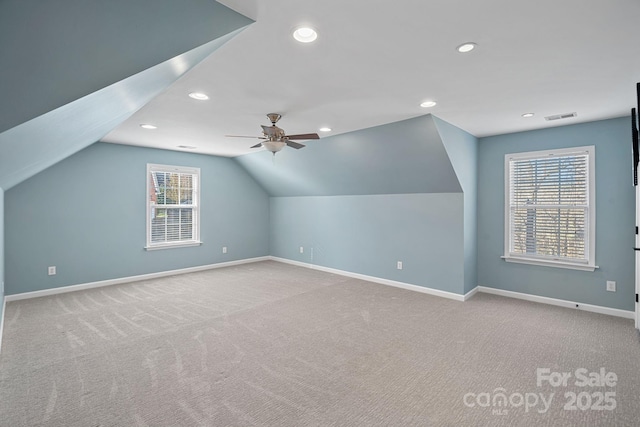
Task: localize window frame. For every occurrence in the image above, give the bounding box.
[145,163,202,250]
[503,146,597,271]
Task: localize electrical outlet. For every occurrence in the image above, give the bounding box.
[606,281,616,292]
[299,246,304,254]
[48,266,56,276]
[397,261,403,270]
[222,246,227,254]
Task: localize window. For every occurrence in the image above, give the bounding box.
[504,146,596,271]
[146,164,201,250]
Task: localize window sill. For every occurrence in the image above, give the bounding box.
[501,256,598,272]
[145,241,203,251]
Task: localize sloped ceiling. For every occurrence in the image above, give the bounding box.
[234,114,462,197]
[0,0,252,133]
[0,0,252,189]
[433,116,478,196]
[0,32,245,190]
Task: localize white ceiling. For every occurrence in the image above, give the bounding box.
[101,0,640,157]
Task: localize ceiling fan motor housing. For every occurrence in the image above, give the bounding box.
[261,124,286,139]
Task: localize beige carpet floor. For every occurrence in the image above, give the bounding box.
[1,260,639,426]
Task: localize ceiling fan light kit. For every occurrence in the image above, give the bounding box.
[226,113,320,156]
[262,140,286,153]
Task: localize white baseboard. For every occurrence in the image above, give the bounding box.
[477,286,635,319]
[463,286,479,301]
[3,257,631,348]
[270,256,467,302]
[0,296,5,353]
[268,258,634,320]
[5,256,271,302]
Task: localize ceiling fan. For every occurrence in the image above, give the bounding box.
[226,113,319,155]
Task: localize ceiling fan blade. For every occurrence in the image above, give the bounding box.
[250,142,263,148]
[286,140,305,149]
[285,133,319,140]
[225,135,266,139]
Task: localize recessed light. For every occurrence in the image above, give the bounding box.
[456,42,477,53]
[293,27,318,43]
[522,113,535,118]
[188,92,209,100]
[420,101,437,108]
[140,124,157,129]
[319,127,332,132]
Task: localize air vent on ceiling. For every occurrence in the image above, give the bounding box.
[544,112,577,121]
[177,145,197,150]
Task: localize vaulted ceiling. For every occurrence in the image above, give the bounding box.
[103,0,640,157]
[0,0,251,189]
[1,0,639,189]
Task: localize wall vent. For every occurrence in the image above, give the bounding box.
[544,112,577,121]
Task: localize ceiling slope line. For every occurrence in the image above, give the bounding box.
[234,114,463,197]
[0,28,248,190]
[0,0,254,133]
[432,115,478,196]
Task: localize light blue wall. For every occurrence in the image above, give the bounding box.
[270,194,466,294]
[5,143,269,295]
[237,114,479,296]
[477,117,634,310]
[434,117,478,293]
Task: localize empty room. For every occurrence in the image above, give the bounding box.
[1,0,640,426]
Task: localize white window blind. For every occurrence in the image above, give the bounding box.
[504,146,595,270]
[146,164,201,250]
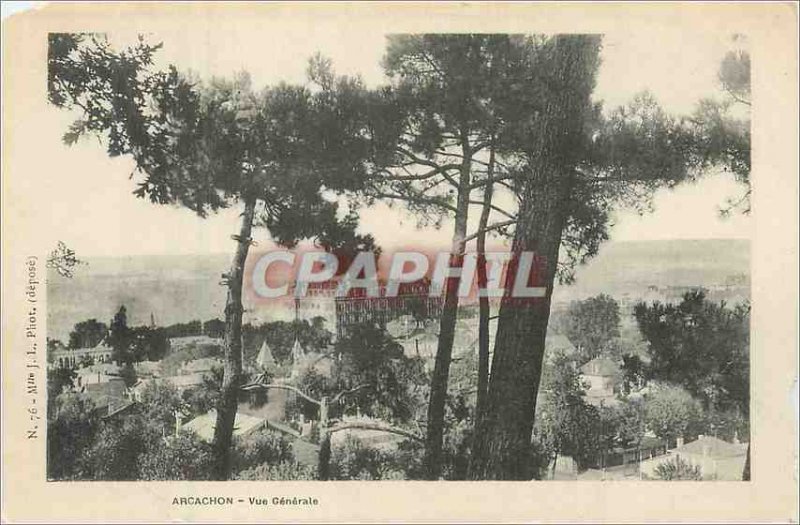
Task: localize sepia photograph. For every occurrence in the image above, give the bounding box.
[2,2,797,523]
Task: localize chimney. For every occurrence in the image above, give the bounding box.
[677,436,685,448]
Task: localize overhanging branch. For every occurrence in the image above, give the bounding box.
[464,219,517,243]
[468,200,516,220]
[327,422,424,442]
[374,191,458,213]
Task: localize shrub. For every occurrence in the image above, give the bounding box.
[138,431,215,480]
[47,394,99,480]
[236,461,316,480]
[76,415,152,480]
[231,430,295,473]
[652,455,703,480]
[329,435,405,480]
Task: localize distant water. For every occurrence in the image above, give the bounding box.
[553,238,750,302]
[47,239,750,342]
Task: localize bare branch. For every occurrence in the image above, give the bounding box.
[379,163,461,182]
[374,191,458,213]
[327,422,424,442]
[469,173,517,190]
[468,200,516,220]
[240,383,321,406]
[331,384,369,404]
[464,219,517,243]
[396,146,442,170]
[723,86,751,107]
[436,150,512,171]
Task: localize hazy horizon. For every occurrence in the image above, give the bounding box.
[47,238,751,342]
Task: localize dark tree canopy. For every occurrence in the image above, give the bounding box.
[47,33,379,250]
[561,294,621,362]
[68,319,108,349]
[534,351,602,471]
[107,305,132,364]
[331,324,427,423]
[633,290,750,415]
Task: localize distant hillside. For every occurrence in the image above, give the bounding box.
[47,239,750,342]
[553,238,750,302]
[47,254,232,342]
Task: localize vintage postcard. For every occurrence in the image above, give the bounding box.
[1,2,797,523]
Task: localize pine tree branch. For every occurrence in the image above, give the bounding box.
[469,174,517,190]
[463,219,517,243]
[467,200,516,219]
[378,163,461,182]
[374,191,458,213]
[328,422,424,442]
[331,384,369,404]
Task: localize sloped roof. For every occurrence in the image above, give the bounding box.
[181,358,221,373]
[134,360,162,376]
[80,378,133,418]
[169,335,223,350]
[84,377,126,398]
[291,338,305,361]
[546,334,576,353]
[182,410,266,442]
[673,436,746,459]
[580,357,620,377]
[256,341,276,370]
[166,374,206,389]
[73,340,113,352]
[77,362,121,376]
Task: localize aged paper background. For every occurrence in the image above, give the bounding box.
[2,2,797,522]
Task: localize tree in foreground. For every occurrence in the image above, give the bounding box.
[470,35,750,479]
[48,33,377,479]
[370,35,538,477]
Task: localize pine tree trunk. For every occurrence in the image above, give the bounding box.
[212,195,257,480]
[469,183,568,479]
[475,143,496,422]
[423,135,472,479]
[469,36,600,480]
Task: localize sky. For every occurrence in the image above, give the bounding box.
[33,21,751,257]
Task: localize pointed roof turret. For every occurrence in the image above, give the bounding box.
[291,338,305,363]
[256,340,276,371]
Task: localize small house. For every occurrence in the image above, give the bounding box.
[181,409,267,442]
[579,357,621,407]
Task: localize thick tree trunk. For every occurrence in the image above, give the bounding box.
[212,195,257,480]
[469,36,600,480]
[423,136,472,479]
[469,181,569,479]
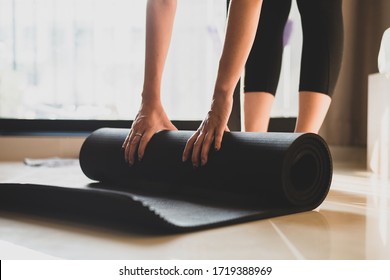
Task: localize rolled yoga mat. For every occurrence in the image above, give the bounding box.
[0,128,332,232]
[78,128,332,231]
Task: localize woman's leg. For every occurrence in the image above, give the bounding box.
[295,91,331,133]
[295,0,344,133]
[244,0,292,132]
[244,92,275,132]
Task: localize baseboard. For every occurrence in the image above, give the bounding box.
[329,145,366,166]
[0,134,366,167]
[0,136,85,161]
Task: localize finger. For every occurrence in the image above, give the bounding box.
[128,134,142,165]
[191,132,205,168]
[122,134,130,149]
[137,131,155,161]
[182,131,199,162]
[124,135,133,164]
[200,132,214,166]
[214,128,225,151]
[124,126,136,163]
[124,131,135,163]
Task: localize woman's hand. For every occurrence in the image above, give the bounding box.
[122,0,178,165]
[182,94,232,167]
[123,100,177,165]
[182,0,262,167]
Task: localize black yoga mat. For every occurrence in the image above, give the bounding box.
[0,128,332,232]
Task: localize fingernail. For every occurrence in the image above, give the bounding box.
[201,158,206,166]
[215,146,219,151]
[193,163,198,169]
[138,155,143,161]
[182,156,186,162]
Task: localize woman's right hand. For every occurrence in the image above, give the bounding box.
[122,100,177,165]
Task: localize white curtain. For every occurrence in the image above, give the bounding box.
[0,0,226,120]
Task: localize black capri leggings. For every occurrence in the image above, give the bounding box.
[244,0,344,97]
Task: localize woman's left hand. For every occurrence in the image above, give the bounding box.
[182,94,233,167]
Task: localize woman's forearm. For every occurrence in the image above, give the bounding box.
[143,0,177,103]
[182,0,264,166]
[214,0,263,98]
▬▬▬
AIM OF THE TASK ▸ Can you restate all the records above word for word while dropping the pictures?

RESULT OF THE EXERCISE ▸
Task: localize window frame. For every occurrence in the image above, give the bounding box.
[145,163,202,250]
[503,146,597,271]
Task: localize electrical outlet. For every occurrence in the image above, give the bounding box.
[606,281,616,292]
[299,246,304,254]
[48,266,56,276]
[397,261,403,270]
[222,246,227,254]
Task: localize window. For every occurrence in the image above, give the bounding box.
[504,146,596,271]
[146,164,201,250]
Task: localize window sill. For every occurrence in the image above, give the bounding box.
[501,256,598,272]
[145,241,203,251]
Task: localize sloped ceiling. For every occurrence in the image above, give the bounding box.
[234,114,462,197]
[0,0,252,133]
[0,0,252,189]
[433,116,478,196]
[0,32,245,190]
Task: localize white ceiling. For every occurrence in the image above, give the bounding box.
[101,0,640,157]
Task: localize ceiling fan motor housing. For every occurrence in the image above, give the bounding box.
[261,124,286,139]
Task: localize beige carpet floor. For every occurrence in the image above, give the bounding box.
[1,260,639,426]
Task: localize ceiling fan light kit. For every occurrence in the image above, give the bounding box.
[226,113,320,156]
[262,140,286,153]
Task: localize white baseboard. For every occurrence in the image above, give the bounding box.
[477,286,635,319]
[463,286,479,301]
[3,257,631,348]
[270,256,467,302]
[0,296,5,353]
[268,258,634,320]
[5,256,271,302]
Task: localize ceiling fan. For every occurrence in the image above, give the bounding box.
[226,113,319,155]
Task: localize ceiling fan blade. For every occurrence in the image above, give the bounding box.
[250,142,263,148]
[286,140,305,149]
[285,133,319,140]
[225,135,266,139]
Task: localize recessed light. For every occurrence in the image above, give the bounding box.
[456,42,477,53]
[293,27,318,43]
[522,113,535,118]
[188,92,209,100]
[420,101,437,108]
[140,124,157,129]
[319,127,332,132]
Task: localize air vent on ceiling. For every occurrence in the image above, give the bounding box.
[544,112,577,121]
[177,145,197,150]
Task: localize vaulted ceiling. For every occurrence in the image above, give the bounding box.
[103,0,640,157]
[0,0,251,189]
[1,0,639,189]
Task: localize wall vent. For every occurrence in the image above, give the bounding box.
[544,112,577,121]
Task: localize ceiling slope line. For every occurrence in the image above, give the bounding box.
[234,114,463,197]
[0,28,248,190]
[0,0,254,133]
[432,115,478,196]
Task: localize light blue wall. For every occurrence in the image above, give the bounding box.
[270,194,466,294]
[5,143,269,295]
[237,114,479,296]
[477,117,634,310]
[434,117,478,293]
Task: localize empty room. For every occurrence in the image above, give the bounding box.
[1,0,640,426]
Task: localize white window blind. For every occurrence in the image above, give the bounding box.
[504,146,595,270]
[146,164,201,250]
Task: localize sepia photograph. For every occurrence in the image above, give the bounding box.
[2,2,797,523]
Task: localize chimney. For every occurrence in the image above, give the bounding box.
[677,436,685,448]
Task: localize overhanging branch. For every occurrence in the image above, give the bounding box.
[464,219,517,243]
[468,200,516,220]
[327,422,424,442]
[374,191,458,213]
Task: localize shrub. For every occurrence in the image above, give the bounding box.
[138,431,215,480]
[47,394,99,480]
[236,461,316,480]
[76,415,152,480]
[231,430,295,473]
[652,455,703,480]
[329,435,405,480]
Task: localize distant water. For every occurrence in the image above, give the bounding box.
[553,238,750,302]
[47,239,750,342]
Task: localize bare branch. For every occurrence in the image above, give the bounding box.
[379,163,461,182]
[374,191,458,213]
[327,422,424,442]
[469,173,517,190]
[468,200,516,220]
[240,383,321,406]
[331,384,369,404]
[464,219,517,243]
[396,146,442,170]
[723,86,751,107]
[436,150,512,171]
Task: localize hazy horizon. For every occurrence in the image above, give the bounding box.
[47,238,751,342]
Task: localize dark tree canopy. For every occurrence in the image above, give the bounding box.
[47,33,379,250]
[561,294,621,362]
[68,319,108,349]
[534,351,602,471]
[107,305,132,364]
[331,324,427,423]
[633,290,750,415]
Task: localize distant hillside. For every occurrence in the image above, give the bounding box.
[47,239,750,342]
[553,238,750,302]
[47,254,232,342]
Task: localize vintage postcard. For every occurrence in the image above, give the bounding box.
[1,2,797,523]
Task: localize pine tree branch. For every occurrence in the image above, give the bounding box.
[469,174,517,190]
[463,219,517,243]
[467,200,516,219]
[378,163,461,182]
[374,191,458,213]
[328,422,424,442]
[331,384,369,404]
Task: localize sloped roof. For every occurrence in the image above, give the bounding box.
[181,358,221,373]
[134,360,162,376]
[80,378,133,418]
[169,335,223,350]
[84,377,126,398]
[291,338,305,361]
[546,334,576,353]
[182,410,266,442]
[673,436,746,459]
[580,357,620,377]
[256,341,276,370]
[166,374,206,389]
[73,340,113,352]
[77,362,121,376]
Task: localize aged paper background. For every occurrence in the image above, give the bounding box.
[2,2,797,522]
Task: localize tree in foreground. For every occurrence in the image above, give the bounding box.
[470,35,750,479]
[48,33,377,479]
[370,35,538,477]
Task: localize pine tree trunk. For every occurrence in the image above, give the bounding box.
[212,195,257,480]
[469,183,568,479]
[475,143,496,422]
[423,135,472,479]
[469,36,600,480]
Task: localize sky. For every occurrence in the image above, give the bounding box.
[33,21,751,257]
Task: localize pointed roof turret. For every occurrence in the image above, give the bounding box.
[291,338,305,363]
[256,340,276,371]
Task: localize small house. For every occurrence in the image above, give the bounding box.
[181,409,267,442]
[579,357,621,407]
Task: localize thick tree trunk. For every occurrence in the image above, give the bounding box.
[212,195,257,480]
[469,36,600,480]
[423,136,472,479]
[469,181,569,479]
Task: localize rolled yoga mat. For every occurrence in the image above, give the bounding box.
[0,128,332,232]
[78,128,332,231]
Task: localize woman's leg. For every occurrence in the image above, give the bounding box.
[295,91,331,133]
[295,0,344,133]
[244,0,292,132]
[244,92,275,132]
Task: localize baseboard. For every occurrence in the image above, give the bounding box.
[329,145,366,166]
[0,134,366,167]
[0,136,85,161]
Task: localize finger. For every occurrence in the image above, give the bounding box.
[128,134,142,165]
[191,132,205,168]
[122,134,130,149]
[137,131,155,161]
[182,131,199,162]
[124,135,133,164]
[200,132,214,166]
[214,128,225,151]
[124,126,136,163]
[124,131,135,163]
Task: localize woman's hand. For every occurrence in the image above, give the bounding box.
[122,0,178,165]
[182,94,232,167]
[123,100,177,165]
[182,0,262,167]
Task: localize black yoga mat. For every occurrence in the image above, give the bounding box.
[0,128,332,232]
Task: localize fingernail. For every occurrence in the image above, give the bounding box.
[201,158,206,166]
[215,146,219,151]
[193,163,198,169]
[138,155,143,161]
[182,156,186,162]
Task: localize woman's right hand. For every occurrence in the image above, give the bounding box.
[122,100,177,165]
Task: localize white curtain. For every occurrence in the image above, give the bounding box.
[0,0,226,120]
Task: localize black capri leggings. For every occurrence in the image above, give the bounding box.
[244,0,344,97]
Task: localize woman's left hand. For every occurrence in the image above, give the bounding box.
[182,94,233,167]
Task: localize woman's forearm. For every occurrence in the image above, give the bounding box.
[143,0,177,103]
[182,0,264,166]
[214,0,263,98]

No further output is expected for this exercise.